TASK STATEMENT: Nothing in the records should differ when they are repeated. Restate them word for word.

Records contained in a dataset:
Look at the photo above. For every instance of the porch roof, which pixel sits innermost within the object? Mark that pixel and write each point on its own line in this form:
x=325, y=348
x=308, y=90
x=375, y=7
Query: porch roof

ANSWER AREA:
Look at the photo above. For every instance of the porch roof, which pixel sits innermost within the object? Mark that pixel and write each point on its own line in this form:
x=325, y=348
x=308, y=90
x=375, y=7
Query: porch roof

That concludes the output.